- **PROBLEM A**
Transcribe the passage about the Gordon W. Prange Collection, starting at "The Gordon W." and ending at "at the University of Maryland.", inclusive.
- **PROBLEM B**
According to the passage on the Gordon W. Prange Collection, which body voted in 1978 to give the collection its name?

- **DOCUMENT SEGMENT**
■ ■ ■ ■

The Gordon W. Prange Collection (/præŋ/) is the most comprehensive archive in the world of Japanese print publications issued during the early years of the Occupation of Japan, 1945–1949. The Collection is located in Hornbake Library at the University of Maryland.

== History ==
Dr. Gordon W. Prange, a professor of history at the University of Maryland, worked as Chief of General Douglas MacArthur's historical staff between 1946 and 1951 during the Occupation of Japan. When censorship of the Japanese media by the Civil Censorship Detachment (CCD) was lifted, Dr. Prange arranged for the shipment of the CCD materials to the University of Maryland. The materials arrived at the university in 1950. In 1978, the Board of Regents of the University of Maryland passed a motion to name the collection the "Gordon W. Prange Collection."

== Holdings ==
The holdings of the Prange Collection once constituted the files copies of the Civil Censorship Detachment (CCD). Two copies of print publications were submitted to the CCD for censorship review. One copy was retained by the CCD, and one copy was returned to the publisher or author with instructions for revisions. The Prange Collection also holds several gift collections, including Charles L. Kades' drafts of the Japanese Constitution of 1947.

■ ■ ■ ■

- **RECORD SET**
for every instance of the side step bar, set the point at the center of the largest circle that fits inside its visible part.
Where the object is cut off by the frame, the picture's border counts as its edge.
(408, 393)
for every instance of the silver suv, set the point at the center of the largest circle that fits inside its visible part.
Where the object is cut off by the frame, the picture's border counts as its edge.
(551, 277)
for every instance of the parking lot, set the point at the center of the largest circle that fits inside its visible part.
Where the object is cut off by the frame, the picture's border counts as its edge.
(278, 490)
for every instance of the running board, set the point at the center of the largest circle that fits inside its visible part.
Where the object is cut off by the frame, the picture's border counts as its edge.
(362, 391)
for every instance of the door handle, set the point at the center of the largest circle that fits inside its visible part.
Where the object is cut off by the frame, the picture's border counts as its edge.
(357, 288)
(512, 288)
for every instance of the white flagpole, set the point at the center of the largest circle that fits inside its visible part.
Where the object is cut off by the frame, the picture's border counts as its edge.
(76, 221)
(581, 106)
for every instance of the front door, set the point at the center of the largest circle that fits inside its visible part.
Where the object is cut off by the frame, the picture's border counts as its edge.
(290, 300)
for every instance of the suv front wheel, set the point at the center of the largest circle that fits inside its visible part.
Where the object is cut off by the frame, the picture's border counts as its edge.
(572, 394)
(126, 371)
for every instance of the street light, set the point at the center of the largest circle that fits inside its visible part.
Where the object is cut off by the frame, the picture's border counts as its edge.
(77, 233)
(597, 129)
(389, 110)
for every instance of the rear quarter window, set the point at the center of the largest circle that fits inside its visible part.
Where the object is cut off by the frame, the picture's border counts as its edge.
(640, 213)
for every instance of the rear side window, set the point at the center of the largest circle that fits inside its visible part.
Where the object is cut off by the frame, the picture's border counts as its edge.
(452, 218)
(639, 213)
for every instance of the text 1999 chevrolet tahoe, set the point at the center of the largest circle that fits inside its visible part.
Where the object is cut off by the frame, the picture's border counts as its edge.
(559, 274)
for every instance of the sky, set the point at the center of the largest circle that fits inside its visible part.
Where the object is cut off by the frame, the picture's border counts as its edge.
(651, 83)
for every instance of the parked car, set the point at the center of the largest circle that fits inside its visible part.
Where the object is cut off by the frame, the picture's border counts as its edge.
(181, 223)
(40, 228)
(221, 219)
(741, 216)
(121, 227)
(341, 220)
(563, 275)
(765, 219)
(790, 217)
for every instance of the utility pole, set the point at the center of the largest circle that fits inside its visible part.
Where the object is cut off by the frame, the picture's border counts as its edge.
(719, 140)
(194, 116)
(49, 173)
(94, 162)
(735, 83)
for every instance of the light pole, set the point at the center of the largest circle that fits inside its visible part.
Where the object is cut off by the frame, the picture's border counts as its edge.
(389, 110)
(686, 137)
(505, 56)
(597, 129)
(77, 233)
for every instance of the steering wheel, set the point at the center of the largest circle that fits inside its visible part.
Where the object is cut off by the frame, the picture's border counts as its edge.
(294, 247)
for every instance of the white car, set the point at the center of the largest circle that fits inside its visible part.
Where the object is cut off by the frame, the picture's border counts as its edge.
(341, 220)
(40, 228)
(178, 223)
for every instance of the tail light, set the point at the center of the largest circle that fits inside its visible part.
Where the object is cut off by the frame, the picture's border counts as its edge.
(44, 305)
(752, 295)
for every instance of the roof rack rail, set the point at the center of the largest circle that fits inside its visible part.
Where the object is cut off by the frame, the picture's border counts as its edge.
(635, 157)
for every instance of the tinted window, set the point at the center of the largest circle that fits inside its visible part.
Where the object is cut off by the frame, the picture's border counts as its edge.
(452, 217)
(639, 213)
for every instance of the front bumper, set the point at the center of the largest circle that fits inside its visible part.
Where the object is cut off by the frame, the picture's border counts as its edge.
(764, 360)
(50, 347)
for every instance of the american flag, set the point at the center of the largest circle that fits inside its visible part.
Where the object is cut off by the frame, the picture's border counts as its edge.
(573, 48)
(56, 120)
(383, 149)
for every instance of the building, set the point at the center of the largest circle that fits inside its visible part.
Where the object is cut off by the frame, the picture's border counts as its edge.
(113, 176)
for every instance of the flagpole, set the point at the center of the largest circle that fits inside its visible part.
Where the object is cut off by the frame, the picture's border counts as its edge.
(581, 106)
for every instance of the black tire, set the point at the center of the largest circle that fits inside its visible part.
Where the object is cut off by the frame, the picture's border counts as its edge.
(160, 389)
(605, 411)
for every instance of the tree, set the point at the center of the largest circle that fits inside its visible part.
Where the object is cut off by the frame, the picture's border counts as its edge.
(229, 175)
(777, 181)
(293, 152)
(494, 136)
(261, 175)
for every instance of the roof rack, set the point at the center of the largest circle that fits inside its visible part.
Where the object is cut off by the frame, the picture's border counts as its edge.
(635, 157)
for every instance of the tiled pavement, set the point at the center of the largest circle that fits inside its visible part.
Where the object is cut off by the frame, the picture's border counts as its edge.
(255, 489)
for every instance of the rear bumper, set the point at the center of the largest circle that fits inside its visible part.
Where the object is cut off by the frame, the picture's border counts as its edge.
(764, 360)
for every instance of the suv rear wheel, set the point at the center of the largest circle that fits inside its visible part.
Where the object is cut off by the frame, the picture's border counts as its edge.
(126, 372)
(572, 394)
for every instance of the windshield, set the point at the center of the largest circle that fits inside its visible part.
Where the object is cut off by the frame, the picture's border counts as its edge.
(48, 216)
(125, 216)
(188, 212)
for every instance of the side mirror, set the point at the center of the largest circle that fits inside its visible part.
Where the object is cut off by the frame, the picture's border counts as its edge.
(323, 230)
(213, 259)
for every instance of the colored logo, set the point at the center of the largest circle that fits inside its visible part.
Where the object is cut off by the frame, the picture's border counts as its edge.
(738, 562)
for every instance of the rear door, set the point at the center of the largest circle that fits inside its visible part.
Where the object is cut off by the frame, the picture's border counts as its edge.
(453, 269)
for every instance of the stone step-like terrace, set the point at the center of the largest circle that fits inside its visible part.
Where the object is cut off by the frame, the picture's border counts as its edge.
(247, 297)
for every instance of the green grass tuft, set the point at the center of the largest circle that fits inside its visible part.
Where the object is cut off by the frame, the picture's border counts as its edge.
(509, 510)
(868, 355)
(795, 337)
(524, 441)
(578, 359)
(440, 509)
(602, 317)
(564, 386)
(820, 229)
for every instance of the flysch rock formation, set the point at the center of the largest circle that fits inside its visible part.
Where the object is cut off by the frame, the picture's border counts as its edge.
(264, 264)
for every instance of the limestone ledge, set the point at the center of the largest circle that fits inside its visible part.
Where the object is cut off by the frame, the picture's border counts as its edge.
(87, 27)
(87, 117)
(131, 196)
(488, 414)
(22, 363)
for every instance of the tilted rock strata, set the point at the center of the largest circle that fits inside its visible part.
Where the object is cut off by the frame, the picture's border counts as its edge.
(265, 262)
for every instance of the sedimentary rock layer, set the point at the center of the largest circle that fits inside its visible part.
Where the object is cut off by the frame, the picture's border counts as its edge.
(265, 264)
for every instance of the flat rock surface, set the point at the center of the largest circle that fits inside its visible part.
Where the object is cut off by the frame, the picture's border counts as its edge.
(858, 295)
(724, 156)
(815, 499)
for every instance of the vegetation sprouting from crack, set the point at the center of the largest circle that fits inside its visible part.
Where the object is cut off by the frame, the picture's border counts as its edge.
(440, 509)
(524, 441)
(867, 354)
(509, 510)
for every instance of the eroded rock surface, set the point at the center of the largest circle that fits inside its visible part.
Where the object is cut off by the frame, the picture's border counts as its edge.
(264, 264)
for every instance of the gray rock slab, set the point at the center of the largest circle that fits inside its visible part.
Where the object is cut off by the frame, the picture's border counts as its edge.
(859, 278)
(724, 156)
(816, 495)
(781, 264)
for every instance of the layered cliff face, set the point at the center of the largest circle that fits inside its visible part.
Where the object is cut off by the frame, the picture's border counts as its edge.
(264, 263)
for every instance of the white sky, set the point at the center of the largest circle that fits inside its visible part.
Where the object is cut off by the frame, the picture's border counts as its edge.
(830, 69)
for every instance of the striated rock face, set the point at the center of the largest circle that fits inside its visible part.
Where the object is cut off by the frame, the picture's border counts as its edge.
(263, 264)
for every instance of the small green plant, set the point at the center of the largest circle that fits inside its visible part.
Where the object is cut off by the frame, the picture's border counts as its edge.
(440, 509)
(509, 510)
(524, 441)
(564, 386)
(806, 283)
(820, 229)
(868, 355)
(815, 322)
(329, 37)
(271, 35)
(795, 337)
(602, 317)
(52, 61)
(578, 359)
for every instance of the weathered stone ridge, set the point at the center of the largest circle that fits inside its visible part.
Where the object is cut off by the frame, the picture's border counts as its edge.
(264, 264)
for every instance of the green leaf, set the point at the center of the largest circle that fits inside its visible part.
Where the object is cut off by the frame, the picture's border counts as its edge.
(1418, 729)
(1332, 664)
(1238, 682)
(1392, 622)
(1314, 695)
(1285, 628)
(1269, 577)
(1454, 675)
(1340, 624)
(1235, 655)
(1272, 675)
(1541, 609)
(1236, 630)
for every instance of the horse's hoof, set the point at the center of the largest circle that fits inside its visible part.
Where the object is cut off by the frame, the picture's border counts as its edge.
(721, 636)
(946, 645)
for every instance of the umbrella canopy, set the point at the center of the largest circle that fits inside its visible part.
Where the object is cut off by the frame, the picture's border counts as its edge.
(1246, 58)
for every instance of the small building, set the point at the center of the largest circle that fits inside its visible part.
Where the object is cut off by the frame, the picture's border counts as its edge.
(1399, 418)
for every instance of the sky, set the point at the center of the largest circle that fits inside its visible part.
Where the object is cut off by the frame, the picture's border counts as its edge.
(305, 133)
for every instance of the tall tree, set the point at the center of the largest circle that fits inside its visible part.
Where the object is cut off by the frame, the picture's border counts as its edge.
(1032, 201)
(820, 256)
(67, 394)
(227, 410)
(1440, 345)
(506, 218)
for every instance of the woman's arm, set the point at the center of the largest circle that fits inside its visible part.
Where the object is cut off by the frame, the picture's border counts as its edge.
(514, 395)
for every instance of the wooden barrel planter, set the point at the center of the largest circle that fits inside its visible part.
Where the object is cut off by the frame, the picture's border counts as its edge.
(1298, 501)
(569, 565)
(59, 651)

■ ■ ■ ■

- **TASK SOLUTION A**
The Gordon W. Prange Collection (/præŋ/) is the most comprehensive archive in the world of Japanese print publications issued during the early years of the Occupation of Japan, 1945–1949. The Collection is located in Hornbake Library at the University of Maryland.

- **TASK SOLUTION B**
The Board of Regents of the University of Maryland